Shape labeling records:
□ □ □
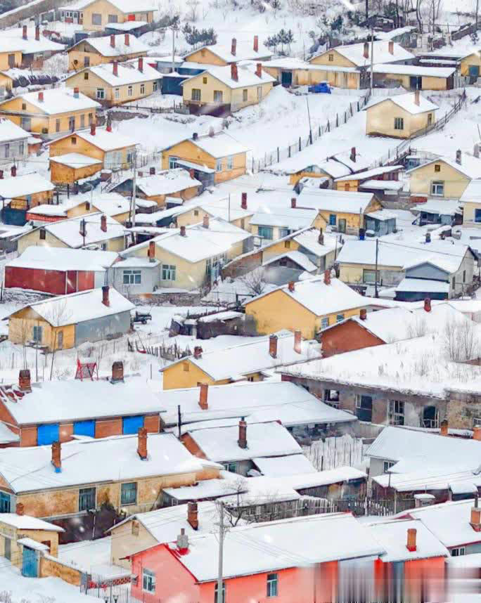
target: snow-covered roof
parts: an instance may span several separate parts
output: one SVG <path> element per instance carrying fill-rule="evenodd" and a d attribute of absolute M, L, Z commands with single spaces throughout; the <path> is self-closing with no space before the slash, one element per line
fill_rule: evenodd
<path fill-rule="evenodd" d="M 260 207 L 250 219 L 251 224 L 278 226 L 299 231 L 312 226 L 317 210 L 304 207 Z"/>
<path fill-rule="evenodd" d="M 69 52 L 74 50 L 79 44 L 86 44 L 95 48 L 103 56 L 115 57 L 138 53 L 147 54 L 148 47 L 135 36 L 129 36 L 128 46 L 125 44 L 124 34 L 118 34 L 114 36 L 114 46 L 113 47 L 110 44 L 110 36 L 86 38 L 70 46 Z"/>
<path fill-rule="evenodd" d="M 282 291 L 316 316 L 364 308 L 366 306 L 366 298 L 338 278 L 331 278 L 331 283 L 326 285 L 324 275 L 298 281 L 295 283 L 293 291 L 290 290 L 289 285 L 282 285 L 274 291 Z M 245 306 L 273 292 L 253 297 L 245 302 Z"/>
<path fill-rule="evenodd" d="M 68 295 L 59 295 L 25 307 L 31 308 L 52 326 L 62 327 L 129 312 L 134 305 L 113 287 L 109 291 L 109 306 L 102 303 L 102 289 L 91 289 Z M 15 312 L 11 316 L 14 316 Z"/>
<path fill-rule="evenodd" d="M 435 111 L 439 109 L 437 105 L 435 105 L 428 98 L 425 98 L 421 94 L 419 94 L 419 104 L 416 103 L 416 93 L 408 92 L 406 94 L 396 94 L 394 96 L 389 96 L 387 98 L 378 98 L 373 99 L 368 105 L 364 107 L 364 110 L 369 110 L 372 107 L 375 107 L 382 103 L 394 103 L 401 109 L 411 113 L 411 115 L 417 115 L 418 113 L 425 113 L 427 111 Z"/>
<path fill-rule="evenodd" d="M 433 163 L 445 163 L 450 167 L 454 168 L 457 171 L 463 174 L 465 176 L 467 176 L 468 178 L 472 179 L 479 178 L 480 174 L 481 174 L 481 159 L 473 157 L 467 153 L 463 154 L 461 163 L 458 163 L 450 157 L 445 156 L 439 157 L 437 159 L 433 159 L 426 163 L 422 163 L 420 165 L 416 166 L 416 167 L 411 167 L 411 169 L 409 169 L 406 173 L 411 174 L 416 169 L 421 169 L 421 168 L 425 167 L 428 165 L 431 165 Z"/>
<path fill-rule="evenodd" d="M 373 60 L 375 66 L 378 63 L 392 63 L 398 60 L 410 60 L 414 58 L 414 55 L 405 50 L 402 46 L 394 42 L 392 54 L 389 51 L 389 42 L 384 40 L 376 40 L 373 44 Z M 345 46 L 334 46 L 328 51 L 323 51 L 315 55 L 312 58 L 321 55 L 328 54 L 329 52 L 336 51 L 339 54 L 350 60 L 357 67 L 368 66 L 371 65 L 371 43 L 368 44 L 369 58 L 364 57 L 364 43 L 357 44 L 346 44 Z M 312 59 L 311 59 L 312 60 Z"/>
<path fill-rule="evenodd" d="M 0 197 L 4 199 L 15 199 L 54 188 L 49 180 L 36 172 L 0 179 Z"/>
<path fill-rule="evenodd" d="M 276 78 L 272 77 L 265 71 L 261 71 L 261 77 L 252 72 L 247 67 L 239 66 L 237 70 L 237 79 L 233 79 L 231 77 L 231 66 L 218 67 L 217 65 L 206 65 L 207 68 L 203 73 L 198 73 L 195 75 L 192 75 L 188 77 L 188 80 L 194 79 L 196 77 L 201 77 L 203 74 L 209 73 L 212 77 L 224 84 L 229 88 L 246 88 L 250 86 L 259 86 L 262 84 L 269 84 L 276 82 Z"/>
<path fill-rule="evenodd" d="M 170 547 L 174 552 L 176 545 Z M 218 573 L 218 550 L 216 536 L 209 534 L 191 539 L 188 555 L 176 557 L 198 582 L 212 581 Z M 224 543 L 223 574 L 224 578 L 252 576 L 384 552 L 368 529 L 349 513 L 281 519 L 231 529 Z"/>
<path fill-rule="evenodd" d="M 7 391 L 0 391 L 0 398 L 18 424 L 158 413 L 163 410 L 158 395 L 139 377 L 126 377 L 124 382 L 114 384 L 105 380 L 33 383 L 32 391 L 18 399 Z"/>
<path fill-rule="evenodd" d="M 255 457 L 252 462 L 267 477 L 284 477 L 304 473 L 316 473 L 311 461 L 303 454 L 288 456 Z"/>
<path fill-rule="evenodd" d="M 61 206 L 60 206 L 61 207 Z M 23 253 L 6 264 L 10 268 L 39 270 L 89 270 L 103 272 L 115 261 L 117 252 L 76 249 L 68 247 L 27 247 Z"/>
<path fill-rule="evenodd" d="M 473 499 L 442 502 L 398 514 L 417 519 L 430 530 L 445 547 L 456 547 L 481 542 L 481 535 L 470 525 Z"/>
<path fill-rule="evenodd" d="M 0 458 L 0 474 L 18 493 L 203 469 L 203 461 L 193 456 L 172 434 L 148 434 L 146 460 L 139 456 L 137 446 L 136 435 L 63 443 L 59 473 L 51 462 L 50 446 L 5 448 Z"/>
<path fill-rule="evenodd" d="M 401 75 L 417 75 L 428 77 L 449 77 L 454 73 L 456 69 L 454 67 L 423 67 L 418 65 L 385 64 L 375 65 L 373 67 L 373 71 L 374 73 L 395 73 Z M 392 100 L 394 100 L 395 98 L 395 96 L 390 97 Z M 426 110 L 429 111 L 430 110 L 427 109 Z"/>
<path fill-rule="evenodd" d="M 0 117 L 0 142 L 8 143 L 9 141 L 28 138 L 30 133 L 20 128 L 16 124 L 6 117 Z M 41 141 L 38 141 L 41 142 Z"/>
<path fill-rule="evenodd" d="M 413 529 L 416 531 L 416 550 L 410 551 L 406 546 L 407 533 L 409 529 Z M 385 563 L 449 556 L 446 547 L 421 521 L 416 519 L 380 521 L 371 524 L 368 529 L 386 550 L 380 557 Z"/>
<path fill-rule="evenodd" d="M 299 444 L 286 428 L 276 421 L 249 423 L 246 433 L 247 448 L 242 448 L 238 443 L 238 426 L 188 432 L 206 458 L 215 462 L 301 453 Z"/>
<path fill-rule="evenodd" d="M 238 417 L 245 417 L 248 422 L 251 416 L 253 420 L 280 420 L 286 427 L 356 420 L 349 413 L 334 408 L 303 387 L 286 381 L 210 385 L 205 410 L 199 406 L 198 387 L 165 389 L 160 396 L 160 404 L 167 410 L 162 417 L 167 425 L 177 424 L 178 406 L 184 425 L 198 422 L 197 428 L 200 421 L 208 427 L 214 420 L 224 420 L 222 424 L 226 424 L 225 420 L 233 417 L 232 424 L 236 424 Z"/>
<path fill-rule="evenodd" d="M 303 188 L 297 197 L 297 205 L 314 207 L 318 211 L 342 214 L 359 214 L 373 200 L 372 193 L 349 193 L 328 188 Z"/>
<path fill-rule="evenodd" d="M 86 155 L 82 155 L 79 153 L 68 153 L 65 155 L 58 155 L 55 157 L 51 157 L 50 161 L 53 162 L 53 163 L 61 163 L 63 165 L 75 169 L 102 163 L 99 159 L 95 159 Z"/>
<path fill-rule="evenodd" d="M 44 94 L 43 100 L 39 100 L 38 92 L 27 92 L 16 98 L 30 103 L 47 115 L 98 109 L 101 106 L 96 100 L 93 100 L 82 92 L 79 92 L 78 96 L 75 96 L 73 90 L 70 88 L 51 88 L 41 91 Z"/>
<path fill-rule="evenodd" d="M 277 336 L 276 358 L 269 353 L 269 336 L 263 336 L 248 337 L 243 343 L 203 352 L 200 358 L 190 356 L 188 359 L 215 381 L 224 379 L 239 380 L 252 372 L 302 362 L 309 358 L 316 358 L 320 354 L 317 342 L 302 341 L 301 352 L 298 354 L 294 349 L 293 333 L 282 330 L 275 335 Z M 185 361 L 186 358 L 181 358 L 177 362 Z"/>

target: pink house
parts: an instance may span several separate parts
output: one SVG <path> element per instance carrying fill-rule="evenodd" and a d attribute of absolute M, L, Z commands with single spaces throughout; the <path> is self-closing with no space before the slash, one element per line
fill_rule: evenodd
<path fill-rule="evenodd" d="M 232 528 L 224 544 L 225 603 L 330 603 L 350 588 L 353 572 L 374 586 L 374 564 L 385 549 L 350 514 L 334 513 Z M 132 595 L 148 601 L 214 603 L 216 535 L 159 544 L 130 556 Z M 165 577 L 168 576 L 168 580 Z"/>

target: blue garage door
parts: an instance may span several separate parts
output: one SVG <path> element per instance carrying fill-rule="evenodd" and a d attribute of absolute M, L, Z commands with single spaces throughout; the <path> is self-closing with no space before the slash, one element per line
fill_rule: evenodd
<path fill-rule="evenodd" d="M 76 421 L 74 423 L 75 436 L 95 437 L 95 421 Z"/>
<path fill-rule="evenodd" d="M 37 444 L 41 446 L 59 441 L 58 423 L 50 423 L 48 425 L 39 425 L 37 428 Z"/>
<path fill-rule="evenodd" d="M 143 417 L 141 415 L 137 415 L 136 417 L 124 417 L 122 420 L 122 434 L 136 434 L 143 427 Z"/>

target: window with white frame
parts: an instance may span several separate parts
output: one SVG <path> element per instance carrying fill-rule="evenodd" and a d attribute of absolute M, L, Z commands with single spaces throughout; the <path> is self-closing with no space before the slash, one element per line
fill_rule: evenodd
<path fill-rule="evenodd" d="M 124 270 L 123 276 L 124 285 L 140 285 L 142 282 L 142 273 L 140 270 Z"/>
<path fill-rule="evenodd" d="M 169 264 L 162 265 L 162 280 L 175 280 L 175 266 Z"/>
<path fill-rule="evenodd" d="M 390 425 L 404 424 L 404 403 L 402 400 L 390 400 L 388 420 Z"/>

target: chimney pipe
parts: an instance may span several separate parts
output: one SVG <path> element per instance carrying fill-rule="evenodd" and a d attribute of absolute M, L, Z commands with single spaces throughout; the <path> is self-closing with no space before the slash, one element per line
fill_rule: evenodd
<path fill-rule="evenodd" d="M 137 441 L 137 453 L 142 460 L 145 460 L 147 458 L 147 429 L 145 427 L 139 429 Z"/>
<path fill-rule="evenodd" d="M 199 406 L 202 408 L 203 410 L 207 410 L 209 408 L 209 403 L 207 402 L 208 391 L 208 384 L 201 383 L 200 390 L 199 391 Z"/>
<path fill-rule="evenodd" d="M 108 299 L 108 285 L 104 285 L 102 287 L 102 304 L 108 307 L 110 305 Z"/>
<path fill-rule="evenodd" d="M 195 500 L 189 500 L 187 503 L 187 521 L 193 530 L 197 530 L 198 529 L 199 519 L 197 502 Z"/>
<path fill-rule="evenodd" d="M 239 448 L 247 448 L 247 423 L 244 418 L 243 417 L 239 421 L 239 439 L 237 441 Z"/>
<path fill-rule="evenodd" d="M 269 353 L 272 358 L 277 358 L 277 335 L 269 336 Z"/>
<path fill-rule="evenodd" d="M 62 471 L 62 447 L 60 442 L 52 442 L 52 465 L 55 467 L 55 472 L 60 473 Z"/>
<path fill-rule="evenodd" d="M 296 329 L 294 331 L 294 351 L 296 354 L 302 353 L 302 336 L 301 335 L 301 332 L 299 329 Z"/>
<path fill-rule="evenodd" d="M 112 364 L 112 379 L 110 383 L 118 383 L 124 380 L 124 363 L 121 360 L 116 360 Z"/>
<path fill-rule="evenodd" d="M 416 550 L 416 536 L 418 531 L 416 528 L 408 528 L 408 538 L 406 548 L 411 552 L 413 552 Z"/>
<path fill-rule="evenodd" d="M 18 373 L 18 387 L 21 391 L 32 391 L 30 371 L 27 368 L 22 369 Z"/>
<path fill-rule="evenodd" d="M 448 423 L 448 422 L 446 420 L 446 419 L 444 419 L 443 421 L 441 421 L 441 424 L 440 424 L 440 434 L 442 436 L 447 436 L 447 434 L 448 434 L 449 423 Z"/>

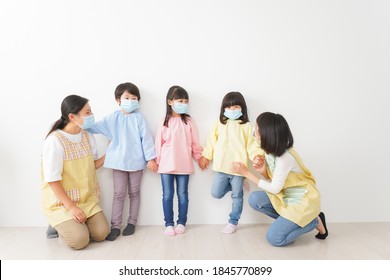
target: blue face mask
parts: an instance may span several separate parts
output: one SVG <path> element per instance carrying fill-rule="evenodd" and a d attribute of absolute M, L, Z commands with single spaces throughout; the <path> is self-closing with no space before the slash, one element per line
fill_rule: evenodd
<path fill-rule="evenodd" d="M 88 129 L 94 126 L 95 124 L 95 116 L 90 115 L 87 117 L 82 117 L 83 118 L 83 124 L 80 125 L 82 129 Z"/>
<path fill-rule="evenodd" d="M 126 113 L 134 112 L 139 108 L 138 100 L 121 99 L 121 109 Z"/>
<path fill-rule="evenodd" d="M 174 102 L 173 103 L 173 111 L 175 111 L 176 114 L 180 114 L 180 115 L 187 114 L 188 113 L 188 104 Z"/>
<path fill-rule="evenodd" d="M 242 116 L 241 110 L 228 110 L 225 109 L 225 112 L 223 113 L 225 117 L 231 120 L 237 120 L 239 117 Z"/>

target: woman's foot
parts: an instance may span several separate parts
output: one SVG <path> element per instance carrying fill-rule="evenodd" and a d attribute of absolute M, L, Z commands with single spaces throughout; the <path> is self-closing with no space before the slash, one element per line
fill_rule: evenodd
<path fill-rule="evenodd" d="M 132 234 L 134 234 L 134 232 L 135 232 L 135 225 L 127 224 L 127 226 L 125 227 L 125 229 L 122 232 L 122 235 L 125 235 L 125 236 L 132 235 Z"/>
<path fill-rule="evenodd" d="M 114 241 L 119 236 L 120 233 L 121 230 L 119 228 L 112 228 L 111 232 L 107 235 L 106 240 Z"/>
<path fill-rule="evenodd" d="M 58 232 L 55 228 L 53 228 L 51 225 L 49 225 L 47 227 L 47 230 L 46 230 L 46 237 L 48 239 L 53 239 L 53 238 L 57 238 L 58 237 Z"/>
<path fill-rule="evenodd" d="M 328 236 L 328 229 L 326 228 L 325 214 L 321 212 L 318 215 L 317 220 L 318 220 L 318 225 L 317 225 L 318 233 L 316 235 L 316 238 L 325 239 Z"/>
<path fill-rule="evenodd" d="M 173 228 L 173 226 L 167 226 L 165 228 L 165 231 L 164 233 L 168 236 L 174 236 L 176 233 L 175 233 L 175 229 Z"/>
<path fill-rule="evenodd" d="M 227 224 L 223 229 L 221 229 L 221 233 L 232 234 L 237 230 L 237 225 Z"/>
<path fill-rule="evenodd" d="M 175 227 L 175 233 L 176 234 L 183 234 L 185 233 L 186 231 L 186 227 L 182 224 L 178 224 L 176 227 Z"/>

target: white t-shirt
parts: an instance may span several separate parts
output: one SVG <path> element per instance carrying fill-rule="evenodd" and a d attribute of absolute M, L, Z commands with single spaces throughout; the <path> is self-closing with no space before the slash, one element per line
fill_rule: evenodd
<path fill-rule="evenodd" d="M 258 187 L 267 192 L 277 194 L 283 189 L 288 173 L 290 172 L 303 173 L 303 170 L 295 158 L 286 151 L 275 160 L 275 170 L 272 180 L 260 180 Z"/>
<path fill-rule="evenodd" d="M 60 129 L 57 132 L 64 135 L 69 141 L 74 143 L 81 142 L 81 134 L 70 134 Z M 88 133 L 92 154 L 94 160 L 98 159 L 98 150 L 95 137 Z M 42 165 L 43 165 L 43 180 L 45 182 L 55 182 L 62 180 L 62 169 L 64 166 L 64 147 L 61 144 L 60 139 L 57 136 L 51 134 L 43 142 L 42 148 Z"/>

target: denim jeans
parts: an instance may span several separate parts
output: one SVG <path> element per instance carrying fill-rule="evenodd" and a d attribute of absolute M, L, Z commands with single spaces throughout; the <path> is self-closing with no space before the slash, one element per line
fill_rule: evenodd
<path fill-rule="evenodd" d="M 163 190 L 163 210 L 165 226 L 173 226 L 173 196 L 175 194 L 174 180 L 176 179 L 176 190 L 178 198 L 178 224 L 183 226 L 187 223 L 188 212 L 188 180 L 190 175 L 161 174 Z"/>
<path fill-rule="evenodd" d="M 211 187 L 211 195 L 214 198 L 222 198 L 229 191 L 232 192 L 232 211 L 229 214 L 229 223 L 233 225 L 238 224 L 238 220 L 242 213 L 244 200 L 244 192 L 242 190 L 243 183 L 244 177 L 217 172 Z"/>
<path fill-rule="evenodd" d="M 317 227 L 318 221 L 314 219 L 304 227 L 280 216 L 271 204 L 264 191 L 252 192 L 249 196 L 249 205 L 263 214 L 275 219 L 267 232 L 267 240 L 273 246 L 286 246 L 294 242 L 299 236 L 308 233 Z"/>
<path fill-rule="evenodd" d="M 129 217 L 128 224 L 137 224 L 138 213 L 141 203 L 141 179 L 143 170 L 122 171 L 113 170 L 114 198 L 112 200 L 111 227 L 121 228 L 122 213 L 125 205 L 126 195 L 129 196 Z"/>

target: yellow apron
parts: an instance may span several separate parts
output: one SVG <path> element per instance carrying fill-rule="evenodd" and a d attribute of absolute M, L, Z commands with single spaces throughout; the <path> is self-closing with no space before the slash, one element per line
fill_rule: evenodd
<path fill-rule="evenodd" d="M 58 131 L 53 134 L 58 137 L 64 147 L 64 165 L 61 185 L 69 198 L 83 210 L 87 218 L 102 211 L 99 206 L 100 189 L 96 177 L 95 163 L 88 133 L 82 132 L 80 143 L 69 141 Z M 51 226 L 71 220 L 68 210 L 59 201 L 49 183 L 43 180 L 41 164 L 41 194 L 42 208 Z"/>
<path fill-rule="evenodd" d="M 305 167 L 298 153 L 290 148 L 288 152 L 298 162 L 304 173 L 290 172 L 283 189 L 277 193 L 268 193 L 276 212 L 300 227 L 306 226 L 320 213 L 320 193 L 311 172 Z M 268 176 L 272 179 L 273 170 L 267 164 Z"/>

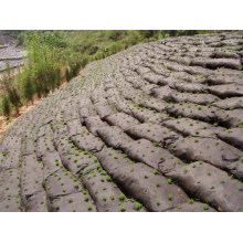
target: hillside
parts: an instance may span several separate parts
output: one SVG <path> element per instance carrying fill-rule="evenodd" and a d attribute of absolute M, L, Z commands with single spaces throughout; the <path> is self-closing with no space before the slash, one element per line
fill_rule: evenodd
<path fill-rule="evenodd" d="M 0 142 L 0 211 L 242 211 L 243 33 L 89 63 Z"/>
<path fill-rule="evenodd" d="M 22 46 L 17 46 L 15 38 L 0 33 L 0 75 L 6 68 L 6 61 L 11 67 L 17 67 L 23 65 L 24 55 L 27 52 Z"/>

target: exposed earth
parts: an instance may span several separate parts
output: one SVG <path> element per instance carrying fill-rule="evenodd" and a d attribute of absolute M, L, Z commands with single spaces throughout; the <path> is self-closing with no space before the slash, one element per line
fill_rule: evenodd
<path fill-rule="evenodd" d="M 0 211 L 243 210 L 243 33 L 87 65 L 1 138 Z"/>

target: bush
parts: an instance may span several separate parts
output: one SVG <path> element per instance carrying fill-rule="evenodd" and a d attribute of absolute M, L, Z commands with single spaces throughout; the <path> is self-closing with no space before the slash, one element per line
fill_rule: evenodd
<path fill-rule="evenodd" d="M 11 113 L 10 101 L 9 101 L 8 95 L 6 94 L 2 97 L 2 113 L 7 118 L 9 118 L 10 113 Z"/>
□ □ □
◆ What is required
Reproduce the lines above verbatim, beginning with the line containing "target: pink house" and continuing through the line containing "232 528 L 224".

◆ Output for this exercise
target: pink house
parts: an instance may span several separate parts
output: one SVG <path> element per instance carrying fill-rule="evenodd" and a d attribute of absolute M, L, Z commands with single spaces throughout; the <path> is self-closing with no space before the slash, one element per line
fill_rule: evenodd
<path fill-rule="evenodd" d="M 232 528 L 224 544 L 225 603 L 330 603 L 350 588 L 353 572 L 374 586 L 374 564 L 385 549 L 350 514 L 334 513 Z M 132 595 L 148 601 L 214 603 L 216 535 L 159 544 L 130 556 Z M 165 577 L 168 576 L 168 580 Z"/>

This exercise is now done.